Atividade A: No texto dado sobre bem-estar, reescreva em forma de lista o parágrafo que começa com "O interesse deste tipo de estudo", mantendo os fatos principais.
Atividade B: No texto dado sobre bem-estar, que porcentagem das pessoas com mais de 65 anos nos antigos países comunistas disse que foi infeliz no dia anterior?

Texto dado:
-*-*-
Os latino-americanos são mais positivos

Apesar disso, além dos fatores puramente econômicos, como reconhece o professor da Universidade de Princeton, Angus Deaton, “é possível que alguns fatores sociais condicionem a forma em que as pessoas respondem às perguntas que são feitas nos estudos”. “Os latino-americanos tendem a ser mais positivos e os chineses mais negativos”, exemplifica.

Nos antigos países comunistas, 70% das pessoas com mais de 65 anos disse que foi infeliz no dia anterior

O interesse deste tipo de estudo, que é publicado dentro de uma série de artigos sobre saúde e envelhecimento, encontra-se, por um lado, na necessidade, colocada por economistas como o prêmio Noble Joseph Stiglitz, de valorizar a própria avaliação do bem-estar para completar outros marcadores de progresso como o PIB. Além disso, do ponto de vista da saúde, foi observada uma correlação entre o bem-estar percebido e menos doenças e mortalidade. Os autores alertam, no entanto, sobre o perigo de exagerar a importância dessa correlação e transmitir a ideia de que quem adoece tem a culpa por seu mal, ao não ser capaz de se sentir melhor com sua vida. Apesar disso, com estes resultados, Steptoe e sua equipe consideram recomendável que as autoridades, além de se fixarem na mortalidade e na incapacidade à hora de planejarem suas políticas sanitárias, não descuidem do estado psicológico dos cidadãos.
-*-*-
Dados de expressões de referência com base em fotos:
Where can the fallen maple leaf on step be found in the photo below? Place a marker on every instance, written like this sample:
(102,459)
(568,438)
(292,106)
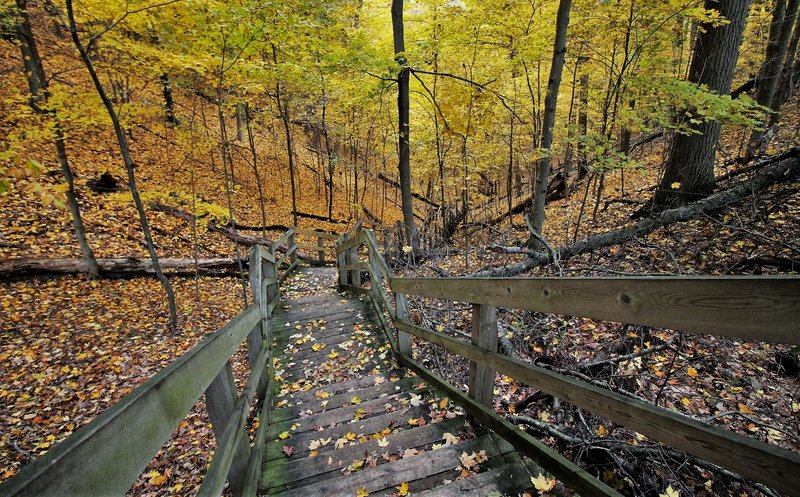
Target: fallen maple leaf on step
(449,439)
(402,489)
(471,461)
(670,492)
(543,484)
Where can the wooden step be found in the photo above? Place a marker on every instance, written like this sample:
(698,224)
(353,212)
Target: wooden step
(325,401)
(309,470)
(375,424)
(348,385)
(415,470)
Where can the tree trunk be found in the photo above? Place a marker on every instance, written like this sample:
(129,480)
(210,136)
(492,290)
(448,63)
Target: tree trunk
(37,83)
(283,110)
(118,267)
(127,159)
(240,121)
(689,172)
(583,125)
(787,80)
(403,105)
(251,141)
(553,84)
(779,35)
(169,102)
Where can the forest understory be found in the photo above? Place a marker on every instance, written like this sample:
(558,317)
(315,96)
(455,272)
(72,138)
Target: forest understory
(72,345)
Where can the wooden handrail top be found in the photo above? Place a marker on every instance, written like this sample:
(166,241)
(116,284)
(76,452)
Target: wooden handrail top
(316,233)
(106,456)
(763,308)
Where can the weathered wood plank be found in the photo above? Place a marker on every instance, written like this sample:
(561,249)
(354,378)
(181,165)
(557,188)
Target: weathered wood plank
(234,434)
(484,335)
(372,244)
(565,470)
(220,403)
(342,258)
(769,464)
(358,266)
(288,271)
(306,471)
(287,256)
(765,308)
(282,240)
(408,469)
(106,456)
(303,409)
(344,386)
(314,248)
(316,233)
(401,313)
(356,289)
(367,426)
(509,477)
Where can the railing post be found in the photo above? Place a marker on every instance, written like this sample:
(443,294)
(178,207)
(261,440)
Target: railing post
(355,274)
(484,335)
(401,311)
(220,399)
(320,252)
(270,272)
(375,274)
(342,260)
(293,257)
(262,331)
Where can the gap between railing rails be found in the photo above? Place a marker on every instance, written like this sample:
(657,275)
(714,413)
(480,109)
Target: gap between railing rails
(753,308)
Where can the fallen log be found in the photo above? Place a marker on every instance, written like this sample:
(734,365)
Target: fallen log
(119,267)
(230,233)
(416,195)
(783,170)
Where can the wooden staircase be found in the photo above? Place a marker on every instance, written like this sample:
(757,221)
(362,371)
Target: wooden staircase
(344,407)
(347,419)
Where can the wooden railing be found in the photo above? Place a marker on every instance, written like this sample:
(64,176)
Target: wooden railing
(753,308)
(106,456)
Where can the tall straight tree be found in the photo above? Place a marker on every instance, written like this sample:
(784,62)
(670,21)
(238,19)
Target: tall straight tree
(403,104)
(780,31)
(38,86)
(549,118)
(83,50)
(689,171)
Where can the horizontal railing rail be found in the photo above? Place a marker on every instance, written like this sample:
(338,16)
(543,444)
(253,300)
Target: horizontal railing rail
(763,308)
(106,456)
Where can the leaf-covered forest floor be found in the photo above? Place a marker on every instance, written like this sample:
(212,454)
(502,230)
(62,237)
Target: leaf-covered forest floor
(70,347)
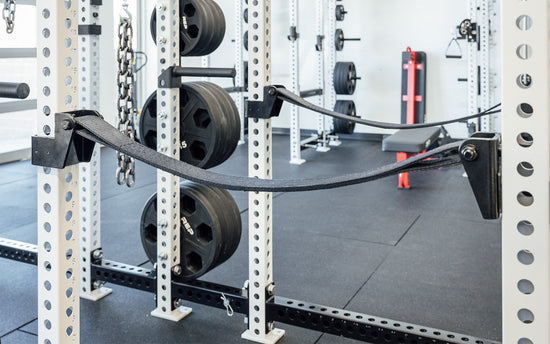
-*-*-
Resultado A:
- O estudo faz parte de uma série de artigos sobre saúde e envelhecimento.
- Economistas como Joseph Stiglitz defendem valorizar a avaliação que cada pessoa faz do próprio bem-estar, para completar outros marcadores de progresso, como o PIB.
- Na saúde, observou-se uma correlação entre o bem-estar percebido e menos doenças e mortalidade.
- Os autores alertam contra exagerar essa correlação e passar a ideia de que quem adoece é culpado por não conseguir se sentir melhor com a vida.
- Steptoe e sua equipe recomendam que as autoridades, ao planejar políticas de saúde, olhem além da mortalidade e da incapacidade e cuidem também do estado psicológico dos cidadãos.

Resultado B: 70%.